Start of Block

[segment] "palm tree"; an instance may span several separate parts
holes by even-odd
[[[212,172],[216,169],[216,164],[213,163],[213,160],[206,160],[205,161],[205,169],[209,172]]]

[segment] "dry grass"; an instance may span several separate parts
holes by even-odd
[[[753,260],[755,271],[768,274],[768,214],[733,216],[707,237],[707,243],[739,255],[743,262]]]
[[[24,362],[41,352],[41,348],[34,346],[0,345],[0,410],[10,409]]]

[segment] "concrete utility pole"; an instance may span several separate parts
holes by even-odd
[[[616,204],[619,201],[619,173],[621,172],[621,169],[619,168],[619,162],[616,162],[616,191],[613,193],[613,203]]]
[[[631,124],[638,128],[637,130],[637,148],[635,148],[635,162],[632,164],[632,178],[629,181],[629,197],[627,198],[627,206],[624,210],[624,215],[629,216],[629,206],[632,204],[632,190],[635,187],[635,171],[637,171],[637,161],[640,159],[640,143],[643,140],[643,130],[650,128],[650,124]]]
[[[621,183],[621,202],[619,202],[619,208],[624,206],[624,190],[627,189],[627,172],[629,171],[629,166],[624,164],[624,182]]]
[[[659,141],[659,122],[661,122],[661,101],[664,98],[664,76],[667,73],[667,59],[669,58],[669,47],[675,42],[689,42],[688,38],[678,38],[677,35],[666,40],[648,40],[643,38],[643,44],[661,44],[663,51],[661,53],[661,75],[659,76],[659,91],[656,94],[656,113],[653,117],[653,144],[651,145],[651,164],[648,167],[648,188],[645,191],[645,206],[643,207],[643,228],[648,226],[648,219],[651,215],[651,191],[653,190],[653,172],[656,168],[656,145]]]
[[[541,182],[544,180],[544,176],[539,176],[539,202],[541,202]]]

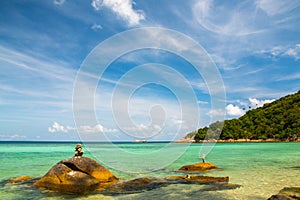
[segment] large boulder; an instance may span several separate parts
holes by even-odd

End of Block

All lines carrying the word "separate" must be copied from the data above.

[segment] "palm tree"; an instance may span several separate parts
[segment] "dry grass"; an instance may span several separate parts
[segment] "concrete utility pole"; an instance may span several separate parts
[segment] large boulder; an instance may span several separate parts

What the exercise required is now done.